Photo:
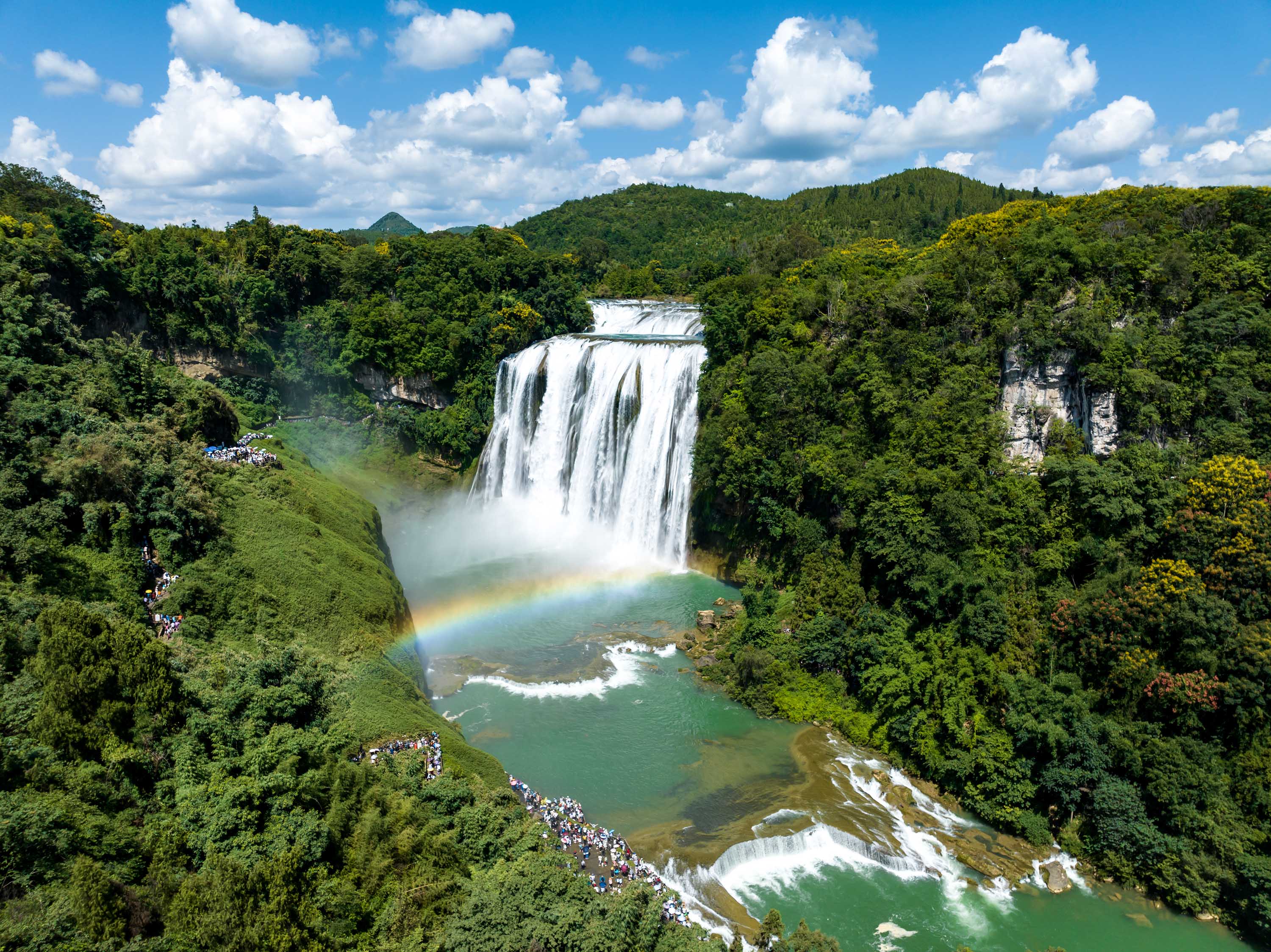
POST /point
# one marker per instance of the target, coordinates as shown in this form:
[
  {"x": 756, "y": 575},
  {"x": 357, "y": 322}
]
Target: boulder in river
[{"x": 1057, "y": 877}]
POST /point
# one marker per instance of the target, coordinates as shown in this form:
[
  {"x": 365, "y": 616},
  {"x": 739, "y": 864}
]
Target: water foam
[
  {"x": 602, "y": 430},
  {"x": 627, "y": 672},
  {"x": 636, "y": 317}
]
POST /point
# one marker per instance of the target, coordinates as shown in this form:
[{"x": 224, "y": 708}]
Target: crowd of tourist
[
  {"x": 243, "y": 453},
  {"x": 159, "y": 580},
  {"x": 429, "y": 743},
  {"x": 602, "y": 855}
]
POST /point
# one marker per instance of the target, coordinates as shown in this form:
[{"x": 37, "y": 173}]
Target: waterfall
---------------
Convertissez l'ensemble des enregistrements ci-dessus en une liste JSON de chaînes, une chaîne par ligne, en omettant les lignes vides. Excluez les images de votre réponse.

[
  "Photo:",
  "POST /point",
  "# one marker per instance of the target, coordinates as shown in this form:",
  "[",
  "  {\"x\": 756, \"y\": 575},",
  "  {\"x\": 357, \"y\": 322}",
  "]",
  "Target: boulder in river",
  "[{\"x\": 1057, \"y\": 877}]",
  "POST /point",
  "# one marker per instance of the target, coordinates as shown in this form:",
  "[",
  "  {\"x\": 365, \"y\": 616},",
  "  {\"x\": 739, \"y\": 864}",
  "]",
  "Target: water foam",
  "[",
  "  {\"x\": 602, \"y\": 430},",
  "  {\"x\": 627, \"y\": 672},",
  "  {\"x\": 636, \"y\": 317}",
  "]",
  "POST /point",
  "# one marker per instance of the target, coordinates as shown in this form:",
  "[{\"x\": 224, \"y\": 708}]",
  "Target: crowd of tourist",
  "[",
  "  {\"x\": 243, \"y\": 453},",
  "  {\"x\": 159, \"y\": 580},",
  "  {\"x\": 429, \"y\": 743},",
  "  {\"x\": 602, \"y\": 855}",
  "]",
  "POST /point",
  "# one marker per instance of the target, coordinates as shown in this form:",
  "[{\"x\": 37, \"y\": 173}]",
  "Target: waterfall"
]